**Problem statement**
Reproduce, character for character, everything in the records below from the line containing "Can you see the white t-shirt" down to the line containing "column 425, row 127", both of those lines included.
— Start of Data excerpts —
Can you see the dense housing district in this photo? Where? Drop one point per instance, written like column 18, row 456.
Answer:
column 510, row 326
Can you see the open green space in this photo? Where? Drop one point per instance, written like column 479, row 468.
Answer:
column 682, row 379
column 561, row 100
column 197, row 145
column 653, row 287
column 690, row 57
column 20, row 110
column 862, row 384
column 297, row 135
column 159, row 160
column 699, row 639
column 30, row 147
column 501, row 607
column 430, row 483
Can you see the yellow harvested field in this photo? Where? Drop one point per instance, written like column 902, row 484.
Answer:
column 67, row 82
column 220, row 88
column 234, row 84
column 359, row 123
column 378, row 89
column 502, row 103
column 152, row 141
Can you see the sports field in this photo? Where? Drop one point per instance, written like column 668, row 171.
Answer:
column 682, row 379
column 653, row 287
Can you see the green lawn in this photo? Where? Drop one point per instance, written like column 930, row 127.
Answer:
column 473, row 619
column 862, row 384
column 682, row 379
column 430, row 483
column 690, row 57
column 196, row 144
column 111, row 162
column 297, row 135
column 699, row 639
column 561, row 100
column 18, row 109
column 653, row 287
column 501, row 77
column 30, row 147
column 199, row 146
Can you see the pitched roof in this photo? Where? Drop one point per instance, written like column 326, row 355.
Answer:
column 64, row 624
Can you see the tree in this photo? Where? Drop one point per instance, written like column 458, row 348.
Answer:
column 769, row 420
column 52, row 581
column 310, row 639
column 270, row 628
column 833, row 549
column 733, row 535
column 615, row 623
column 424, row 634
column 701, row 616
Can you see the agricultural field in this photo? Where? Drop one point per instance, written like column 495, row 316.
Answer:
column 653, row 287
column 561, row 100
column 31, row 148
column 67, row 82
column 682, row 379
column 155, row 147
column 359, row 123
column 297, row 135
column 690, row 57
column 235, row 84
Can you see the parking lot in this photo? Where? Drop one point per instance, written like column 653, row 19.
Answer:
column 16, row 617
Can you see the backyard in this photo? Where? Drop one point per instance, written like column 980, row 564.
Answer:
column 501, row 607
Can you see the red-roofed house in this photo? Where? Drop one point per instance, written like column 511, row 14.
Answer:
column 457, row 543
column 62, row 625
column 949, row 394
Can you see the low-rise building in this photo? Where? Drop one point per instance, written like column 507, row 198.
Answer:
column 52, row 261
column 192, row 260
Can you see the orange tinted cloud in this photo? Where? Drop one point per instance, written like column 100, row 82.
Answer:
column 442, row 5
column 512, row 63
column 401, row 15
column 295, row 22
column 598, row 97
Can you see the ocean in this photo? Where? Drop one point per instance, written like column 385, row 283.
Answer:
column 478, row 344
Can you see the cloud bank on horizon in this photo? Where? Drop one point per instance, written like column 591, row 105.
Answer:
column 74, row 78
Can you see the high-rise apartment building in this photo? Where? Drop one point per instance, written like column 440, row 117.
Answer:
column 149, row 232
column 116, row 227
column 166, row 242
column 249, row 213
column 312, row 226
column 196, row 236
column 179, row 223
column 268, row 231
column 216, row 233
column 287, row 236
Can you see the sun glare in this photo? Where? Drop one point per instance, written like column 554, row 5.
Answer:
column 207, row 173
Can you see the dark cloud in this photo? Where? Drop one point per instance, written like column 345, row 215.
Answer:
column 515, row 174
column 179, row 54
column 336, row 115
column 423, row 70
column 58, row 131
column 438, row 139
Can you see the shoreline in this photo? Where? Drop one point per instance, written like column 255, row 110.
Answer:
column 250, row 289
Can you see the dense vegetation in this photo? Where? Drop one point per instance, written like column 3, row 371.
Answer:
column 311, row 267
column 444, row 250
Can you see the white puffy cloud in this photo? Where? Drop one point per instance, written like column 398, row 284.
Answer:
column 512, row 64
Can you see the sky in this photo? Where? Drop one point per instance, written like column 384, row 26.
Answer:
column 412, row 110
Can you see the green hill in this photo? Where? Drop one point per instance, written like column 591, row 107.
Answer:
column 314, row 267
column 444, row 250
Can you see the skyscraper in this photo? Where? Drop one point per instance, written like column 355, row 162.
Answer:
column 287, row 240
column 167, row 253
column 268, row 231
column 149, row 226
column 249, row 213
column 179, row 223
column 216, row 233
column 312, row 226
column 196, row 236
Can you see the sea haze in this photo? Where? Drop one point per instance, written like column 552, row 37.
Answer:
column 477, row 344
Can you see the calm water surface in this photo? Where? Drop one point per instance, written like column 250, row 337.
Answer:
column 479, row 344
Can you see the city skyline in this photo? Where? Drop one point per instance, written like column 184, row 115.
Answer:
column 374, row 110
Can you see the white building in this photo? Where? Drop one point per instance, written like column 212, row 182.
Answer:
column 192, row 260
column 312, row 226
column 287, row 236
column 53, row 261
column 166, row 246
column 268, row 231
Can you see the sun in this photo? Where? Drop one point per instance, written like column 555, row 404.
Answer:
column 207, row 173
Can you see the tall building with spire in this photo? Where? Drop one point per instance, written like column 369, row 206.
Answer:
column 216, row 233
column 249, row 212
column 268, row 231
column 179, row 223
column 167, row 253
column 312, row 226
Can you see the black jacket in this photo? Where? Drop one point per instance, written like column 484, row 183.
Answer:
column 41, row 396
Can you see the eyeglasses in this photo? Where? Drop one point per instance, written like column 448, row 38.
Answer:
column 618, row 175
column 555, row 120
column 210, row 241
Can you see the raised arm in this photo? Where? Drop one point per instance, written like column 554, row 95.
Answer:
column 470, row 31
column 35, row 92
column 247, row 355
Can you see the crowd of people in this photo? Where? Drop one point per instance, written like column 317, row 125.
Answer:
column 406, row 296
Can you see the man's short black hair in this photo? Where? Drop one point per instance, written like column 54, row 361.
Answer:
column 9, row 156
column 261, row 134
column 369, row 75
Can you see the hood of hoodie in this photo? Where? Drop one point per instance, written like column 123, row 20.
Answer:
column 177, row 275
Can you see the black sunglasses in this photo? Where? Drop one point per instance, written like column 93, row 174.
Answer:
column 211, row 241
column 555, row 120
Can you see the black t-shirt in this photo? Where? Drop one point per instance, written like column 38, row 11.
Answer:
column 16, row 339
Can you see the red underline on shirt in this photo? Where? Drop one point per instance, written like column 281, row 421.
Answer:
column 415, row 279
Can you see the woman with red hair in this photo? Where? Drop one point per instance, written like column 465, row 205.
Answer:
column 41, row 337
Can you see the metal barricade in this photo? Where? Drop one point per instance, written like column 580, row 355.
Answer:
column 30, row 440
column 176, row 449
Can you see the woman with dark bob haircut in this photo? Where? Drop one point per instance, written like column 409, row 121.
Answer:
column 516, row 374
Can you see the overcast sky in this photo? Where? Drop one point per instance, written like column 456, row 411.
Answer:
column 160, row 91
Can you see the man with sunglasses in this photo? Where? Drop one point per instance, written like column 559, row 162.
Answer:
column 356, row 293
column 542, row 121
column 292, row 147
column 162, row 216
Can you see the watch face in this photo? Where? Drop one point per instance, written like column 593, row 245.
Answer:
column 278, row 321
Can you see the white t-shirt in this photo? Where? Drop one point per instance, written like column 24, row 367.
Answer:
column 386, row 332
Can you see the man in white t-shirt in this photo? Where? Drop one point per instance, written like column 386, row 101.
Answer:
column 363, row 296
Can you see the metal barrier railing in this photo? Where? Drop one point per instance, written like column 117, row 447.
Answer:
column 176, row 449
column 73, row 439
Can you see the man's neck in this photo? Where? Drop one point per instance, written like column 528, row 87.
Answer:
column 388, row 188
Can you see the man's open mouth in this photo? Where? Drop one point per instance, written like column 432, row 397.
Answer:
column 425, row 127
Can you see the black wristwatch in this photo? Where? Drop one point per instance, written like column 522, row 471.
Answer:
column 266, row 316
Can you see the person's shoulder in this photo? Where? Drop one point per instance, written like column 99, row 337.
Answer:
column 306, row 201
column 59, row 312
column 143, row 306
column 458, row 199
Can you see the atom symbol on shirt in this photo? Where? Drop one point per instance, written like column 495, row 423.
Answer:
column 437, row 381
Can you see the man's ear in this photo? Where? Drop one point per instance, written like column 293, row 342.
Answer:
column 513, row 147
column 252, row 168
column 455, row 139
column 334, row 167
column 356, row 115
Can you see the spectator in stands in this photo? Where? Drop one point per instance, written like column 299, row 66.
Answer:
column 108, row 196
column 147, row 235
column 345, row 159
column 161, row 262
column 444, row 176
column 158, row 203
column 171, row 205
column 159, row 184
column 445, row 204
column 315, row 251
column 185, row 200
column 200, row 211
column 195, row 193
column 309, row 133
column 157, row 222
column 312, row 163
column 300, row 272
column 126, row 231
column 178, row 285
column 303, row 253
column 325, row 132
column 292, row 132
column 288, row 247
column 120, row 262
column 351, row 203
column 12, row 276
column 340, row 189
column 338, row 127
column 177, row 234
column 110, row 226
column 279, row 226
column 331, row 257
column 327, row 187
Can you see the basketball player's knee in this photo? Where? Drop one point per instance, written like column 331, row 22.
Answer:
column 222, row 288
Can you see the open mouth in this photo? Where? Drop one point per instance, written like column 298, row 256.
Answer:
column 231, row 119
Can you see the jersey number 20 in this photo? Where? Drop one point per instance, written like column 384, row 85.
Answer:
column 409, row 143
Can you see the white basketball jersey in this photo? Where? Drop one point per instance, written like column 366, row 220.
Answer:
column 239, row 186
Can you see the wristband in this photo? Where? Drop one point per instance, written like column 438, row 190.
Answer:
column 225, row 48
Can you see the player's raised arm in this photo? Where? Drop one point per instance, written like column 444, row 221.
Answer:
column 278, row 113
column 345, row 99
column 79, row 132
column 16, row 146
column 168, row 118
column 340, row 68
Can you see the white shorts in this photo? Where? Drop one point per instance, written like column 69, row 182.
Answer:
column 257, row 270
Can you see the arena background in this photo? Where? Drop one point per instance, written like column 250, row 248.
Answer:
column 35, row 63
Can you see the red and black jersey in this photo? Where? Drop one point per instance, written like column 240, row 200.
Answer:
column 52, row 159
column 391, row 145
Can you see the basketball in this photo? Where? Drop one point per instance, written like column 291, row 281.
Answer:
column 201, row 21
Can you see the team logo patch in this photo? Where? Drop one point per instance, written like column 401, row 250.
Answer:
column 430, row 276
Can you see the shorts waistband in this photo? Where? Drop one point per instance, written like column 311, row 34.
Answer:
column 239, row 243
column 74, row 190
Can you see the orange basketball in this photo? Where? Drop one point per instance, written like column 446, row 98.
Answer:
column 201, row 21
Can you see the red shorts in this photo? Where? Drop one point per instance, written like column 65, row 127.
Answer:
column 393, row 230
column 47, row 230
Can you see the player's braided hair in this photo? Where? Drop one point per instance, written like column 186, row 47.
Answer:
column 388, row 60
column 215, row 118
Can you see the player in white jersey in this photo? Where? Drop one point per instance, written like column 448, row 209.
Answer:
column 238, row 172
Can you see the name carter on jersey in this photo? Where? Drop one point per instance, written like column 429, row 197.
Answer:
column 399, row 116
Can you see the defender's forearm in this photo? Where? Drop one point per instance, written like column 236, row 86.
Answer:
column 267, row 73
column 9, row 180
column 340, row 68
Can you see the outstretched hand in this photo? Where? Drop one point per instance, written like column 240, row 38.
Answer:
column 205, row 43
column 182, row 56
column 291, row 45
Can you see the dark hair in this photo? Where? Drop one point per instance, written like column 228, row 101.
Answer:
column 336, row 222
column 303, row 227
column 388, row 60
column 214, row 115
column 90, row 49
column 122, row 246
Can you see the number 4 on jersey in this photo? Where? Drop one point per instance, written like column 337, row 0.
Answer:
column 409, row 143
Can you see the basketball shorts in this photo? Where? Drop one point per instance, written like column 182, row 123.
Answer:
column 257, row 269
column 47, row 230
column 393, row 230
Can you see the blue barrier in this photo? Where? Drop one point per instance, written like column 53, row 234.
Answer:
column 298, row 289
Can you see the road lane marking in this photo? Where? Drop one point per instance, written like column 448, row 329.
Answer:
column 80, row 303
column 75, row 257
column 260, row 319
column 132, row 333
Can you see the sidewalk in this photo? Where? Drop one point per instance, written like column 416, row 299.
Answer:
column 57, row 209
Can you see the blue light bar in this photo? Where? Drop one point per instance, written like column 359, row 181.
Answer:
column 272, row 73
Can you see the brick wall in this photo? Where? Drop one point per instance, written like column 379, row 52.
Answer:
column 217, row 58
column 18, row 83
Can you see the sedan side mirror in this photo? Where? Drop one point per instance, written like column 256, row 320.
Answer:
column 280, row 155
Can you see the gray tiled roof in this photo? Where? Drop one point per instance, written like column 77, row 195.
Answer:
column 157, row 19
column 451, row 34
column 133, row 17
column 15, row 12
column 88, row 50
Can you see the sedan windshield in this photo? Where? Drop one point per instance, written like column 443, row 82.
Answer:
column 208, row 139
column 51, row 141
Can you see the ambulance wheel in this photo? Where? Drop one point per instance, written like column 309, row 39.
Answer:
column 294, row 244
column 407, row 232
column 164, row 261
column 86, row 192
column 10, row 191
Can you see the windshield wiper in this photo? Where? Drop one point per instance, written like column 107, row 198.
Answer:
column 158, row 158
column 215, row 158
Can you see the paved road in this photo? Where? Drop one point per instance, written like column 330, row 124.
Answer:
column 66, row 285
— End of Data excerpts —
**Complete output**
Can you see the white t-shirt in this photo? Where? Drop one point per instance, written like column 24, row 367.
Answer:
column 386, row 332
Can you see the man in white t-shirt in this photo? Where? Drop one point per instance, written like column 386, row 101.
Answer:
column 363, row 296
Can you see the metal barrier railing in this photo? Where? Drop one point per instance, written like column 117, row 447.
Answer:
column 176, row 449
column 73, row 439
Can you see the man's neck in this photo? Where? Drop one point per instance, written like column 528, row 87.
Answer:
column 388, row 188
Can you see the man's open mouth in this photo? Where? Drop one point per instance, written like column 432, row 397.
Answer:
column 425, row 127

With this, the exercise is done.